### Source document
As an initial step I would forget about pitch and use two fins on opposite sides to control rotation. Configure these fins to work in opposite directions and they will twist the rocket. With proper control gains this should be able to counteract spin without high speed actuation or sampling. This assumes that your rocket naturally spins at < 1 Hz and you can sample and actuate at >= 10 Hz or so.

Assuming that a successful rotation control was implemented, imagine using the other pair of fins to control only pitch. Configure these two fins to steer in the same direction. First control the rotation so that the pitch fins are perpendicular to the direction in which the pitch needs to change. Then use them to slowly push the nose in that direction.

Essentially the goal is to create two different decoupled modes of the rocket that are controllable and observable. Use the roll to make sure that the pitch is in the right direction and yaw isn't needed. With a three fin rocket the actuation and math would get a little more complex because the alpha/tilt of each fin would be the superposition of the needs of the two modes.

If one wanted to allow the rocket to rotate and still control it to a magic empty spot in the sky, then you have the full complexity of changing pitch and yaw actuation as the rocket rotates. Timing (phase shift you mentioned by @OverTheTop) and actuation bandwidth becomes critical. Start thinking about a 6 degree of freedom controller.

Does anyone know how to insert the official @reference to someone else?

Maybe someday.

### Material provided
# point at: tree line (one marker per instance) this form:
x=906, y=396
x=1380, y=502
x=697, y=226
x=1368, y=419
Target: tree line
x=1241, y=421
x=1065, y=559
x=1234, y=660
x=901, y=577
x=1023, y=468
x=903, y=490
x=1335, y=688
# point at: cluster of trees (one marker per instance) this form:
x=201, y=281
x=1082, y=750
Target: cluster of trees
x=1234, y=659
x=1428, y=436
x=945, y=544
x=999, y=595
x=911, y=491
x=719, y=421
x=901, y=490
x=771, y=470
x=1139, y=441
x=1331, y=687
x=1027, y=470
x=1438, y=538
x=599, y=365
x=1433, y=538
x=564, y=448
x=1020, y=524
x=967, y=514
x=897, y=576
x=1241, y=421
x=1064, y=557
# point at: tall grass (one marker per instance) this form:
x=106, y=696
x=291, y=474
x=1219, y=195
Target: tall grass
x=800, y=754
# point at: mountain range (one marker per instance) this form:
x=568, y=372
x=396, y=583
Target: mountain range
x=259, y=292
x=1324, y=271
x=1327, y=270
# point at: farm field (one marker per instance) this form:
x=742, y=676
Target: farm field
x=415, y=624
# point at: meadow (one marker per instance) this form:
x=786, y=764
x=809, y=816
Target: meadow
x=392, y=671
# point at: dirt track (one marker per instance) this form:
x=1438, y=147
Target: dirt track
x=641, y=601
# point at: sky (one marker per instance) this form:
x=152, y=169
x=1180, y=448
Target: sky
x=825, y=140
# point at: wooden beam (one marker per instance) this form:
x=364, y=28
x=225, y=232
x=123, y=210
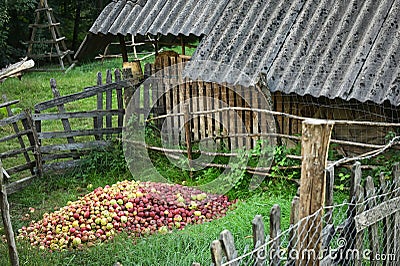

### Work required
Rewrite the rocket fin control text starting at "Assuming that a" and ending at "in that direction.", putting "tip" in place of "nose".

### Output for this task
Assuming that a successful rotation control was implemented, imagine using the other pair of fins to control only pitch. Configure these two fins to steer in the same direction. First control the rotation so that the pitch fins are perpendicular to the direction in which the pitch needs to change. Then use them to slowly push the tip in that direction.